**FRAGMENTO SELECCIONADO**

Caniba (Lucien Castaing-Taylor, Véréna Paravel)

Caniba puede parecer un accidente. Uno se ve, sin más introducción que un cartelón que explica su historia, atrapado en el ojo y la mejilla de Issei Sagawa. ¿Cómo se acaba aquí? La pareja de directores contó, al presentarla en Sitges en 2017, que originalmente iban a hacer un documental sobre Fukushima. Por vicisitudes, acaban conociendo a un productor de cine porno… y por algún motivo acaban frente a frente con el infame asesino caníbal Issei Sagawa.

Por accidente o por elección, la cámara encuadra de modo que difícilmente podemos ver en pantalla nada que no sea el ausente rostro de Issei Sagawa, durante una incómoda, repugnante y a la vez soporífera secuencia que ocupa buena parte del metraje del documental.

**ENUNCIADO DEL PROBLEMA**
Retoma la reseña del documental Caniba y continúala a partir de su última oración. No es necesario consultar los registros.

(Datos de máscaras de segmentación)

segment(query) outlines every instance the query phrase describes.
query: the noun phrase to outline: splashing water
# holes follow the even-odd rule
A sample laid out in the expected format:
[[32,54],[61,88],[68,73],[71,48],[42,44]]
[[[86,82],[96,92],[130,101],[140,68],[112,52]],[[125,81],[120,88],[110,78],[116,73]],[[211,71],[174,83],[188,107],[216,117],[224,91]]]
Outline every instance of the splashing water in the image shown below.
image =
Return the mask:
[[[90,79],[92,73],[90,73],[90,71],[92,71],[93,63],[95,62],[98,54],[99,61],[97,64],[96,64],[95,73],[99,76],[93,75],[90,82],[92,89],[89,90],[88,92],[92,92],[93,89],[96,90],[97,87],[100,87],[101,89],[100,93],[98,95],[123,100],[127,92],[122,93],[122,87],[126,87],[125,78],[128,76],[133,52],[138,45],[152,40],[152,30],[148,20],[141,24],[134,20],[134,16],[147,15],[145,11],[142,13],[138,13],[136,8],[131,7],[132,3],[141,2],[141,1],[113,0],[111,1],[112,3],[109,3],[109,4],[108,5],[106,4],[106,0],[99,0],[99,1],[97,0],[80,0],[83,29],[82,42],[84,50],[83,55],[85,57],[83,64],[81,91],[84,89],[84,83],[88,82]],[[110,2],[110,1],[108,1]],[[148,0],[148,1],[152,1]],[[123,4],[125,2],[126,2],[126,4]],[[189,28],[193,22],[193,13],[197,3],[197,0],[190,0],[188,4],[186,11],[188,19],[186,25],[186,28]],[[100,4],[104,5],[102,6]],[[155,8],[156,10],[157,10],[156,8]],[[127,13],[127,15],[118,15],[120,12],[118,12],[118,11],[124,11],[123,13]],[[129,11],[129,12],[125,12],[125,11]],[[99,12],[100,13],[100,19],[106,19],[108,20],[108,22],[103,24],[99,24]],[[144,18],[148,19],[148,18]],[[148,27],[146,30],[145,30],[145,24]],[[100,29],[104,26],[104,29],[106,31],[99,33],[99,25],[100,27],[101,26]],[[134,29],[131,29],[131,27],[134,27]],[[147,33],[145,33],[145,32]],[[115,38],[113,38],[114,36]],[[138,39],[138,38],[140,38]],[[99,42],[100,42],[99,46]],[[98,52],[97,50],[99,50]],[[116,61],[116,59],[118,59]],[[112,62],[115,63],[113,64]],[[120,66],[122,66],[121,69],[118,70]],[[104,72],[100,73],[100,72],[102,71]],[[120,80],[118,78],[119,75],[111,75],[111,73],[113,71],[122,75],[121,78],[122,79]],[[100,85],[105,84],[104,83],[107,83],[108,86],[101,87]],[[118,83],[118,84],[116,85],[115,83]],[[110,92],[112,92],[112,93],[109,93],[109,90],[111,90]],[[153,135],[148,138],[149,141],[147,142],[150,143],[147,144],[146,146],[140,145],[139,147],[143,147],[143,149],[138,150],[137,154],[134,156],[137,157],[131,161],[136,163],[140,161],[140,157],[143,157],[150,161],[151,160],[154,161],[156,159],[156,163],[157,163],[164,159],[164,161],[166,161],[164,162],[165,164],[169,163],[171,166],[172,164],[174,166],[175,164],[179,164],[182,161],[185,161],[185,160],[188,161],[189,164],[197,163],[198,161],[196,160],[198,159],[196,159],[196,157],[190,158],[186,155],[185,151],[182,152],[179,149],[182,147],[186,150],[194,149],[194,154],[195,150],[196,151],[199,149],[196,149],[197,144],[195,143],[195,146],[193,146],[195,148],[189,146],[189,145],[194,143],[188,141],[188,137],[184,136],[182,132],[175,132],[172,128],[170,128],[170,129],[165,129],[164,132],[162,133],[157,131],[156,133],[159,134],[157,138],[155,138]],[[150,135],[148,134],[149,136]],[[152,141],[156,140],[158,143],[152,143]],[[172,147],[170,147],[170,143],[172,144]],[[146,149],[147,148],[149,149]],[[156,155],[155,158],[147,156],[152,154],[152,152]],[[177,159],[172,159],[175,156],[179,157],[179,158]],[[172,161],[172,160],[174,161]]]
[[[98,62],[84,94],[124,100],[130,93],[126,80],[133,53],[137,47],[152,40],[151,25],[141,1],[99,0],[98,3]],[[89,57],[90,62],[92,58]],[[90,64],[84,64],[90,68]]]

**RESULTADO DE LA TAREA**
Documental… las pretensiones de la obra no quedan muy claras en ese sentido. La introducción a Issei Sagawa y el crimen que le convirtió en celebridad es con el mencionado cartelón, un recurso un poco pobre y que será demasiado abrupto para el que desconozca la historia, que viene a ser ésta: Issei Sagawa asesinó, descuartizó y devoró a la estudiante holandesa Renée Hartevelt, compañera suya en la Universidad de París, en la que él estudiaba literatura de vanguardismo. Pese a su intento de deshacerse de las partes del cuerpo que no devoró, fue apresado y juzgado como demente e idiota y recluido en una institución psiquiátrica de París. No pasó mucho tiempo hasta que le diagnosticaron erróneamente una enfermedad que iba a acabar con él en poco tiempo, por lo que fue sencillo para su padre, hombre con influencias, conseguir que le extraditaran a un centro psiquiátrico japonés. En Francia retiraron los cargos por su inminente muerte y en Japón fue liberado a los 34 meses, donde se convirtió en una celebridad que frecuentaba los platós de televisión. Porque no murió.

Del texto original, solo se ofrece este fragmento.